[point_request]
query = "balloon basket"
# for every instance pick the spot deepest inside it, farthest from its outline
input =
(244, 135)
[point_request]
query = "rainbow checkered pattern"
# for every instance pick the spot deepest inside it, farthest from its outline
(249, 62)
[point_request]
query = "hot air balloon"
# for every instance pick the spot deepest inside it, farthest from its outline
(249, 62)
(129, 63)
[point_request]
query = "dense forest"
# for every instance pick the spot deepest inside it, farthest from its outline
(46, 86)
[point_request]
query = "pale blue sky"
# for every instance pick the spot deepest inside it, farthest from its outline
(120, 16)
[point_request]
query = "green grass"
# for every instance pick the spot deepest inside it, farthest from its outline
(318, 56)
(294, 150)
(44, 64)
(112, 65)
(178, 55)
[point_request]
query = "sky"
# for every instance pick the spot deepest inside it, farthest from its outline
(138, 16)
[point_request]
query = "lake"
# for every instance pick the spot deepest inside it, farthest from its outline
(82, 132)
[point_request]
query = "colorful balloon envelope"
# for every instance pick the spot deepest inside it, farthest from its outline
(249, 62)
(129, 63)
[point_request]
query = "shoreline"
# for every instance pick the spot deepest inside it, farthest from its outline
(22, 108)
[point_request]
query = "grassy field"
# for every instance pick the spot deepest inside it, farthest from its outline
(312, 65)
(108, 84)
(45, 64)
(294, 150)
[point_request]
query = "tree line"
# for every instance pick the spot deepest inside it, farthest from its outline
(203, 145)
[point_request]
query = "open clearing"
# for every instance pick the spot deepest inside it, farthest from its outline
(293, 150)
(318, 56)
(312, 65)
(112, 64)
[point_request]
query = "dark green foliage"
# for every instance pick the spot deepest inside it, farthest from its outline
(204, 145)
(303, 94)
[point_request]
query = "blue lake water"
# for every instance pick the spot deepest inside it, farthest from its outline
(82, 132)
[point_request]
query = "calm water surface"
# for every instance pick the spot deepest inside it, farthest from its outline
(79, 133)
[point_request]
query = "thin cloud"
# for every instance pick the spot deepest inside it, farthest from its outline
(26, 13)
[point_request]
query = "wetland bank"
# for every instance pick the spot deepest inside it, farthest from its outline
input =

▬▬▬▬▬▬

→ **Exercise requirements**
Word for word, quote all of the data above.

→ **Exercise solution**
[point_request]
query = "balloon basket"
# for every instance pick the spot deepest inside it, farthest from its outline
input =
(244, 135)
[point_request]
query = "rainbow checkered pattern"
# for every instance pick the spot deepest inside it, farthest from its outline
(249, 62)
[point_request]
query = "hot air balloon"
# for every instance pick the spot deepest inside it, farthest from its outline
(249, 62)
(129, 63)
[point_request]
query = "dense forest"
# for every instance pick the spot deepest inside it, farthest from its outline
(46, 86)
[point_request]
query = "pale blue sky"
# for every instance pick the spot deepest inside it, farthest from its outline
(120, 16)
[point_request]
query = "green grass"
# for every instance pick the spot deepest inside it, farthest from its outline
(318, 56)
(294, 150)
(44, 64)
(112, 65)
(178, 55)
[point_request]
query = "sky"
# for every instance pick the spot deepest inside it, farthest from its outline
(138, 16)
[point_request]
query = "lake"
# for every instance pick the spot deepest inside it, farthest from its outline
(82, 132)
[point_request]
query = "colorful balloon envelope"
# for every instance pick the spot deepest inside it, farthest from its outline
(249, 62)
(129, 63)
[point_request]
query = "shoreline"
# for every instance pick the spot deepest inside it, farthest from its outline
(22, 108)
[point_request]
query = "grassy field"
# for every instance pick the spot deepest inside it, farthest from its outline
(312, 65)
(108, 84)
(45, 64)
(294, 150)
[point_request]
query = "tree line"
# for every instance pick the spot deepest inside it, farthest from its outline
(203, 145)
[point_request]
query = "open clearing"
# for every instance pick the spot deepest inside it, farthest from its outline
(293, 150)
(318, 56)
(312, 65)
(112, 64)
[point_request]
query = "dark green foliage"
# for every instance pick the spot deepest inside it, farthest from its outline
(204, 145)
(303, 94)
[point_request]
query = "blue lake water"
# for every instance pick the spot deepest inside it, farthest from its outline
(82, 132)
[point_request]
query = "calm water surface"
# for every instance pick the spot deepest inside it, farthest from its outline
(79, 133)
[point_request]
query = "thin cloud"
# for every instance pick the spot deepest inside it, farthest from its outline
(26, 13)
[point_request]
query = "wetland bank"
# for every instance pick the spot deepest inside it, farthest from its outline
input =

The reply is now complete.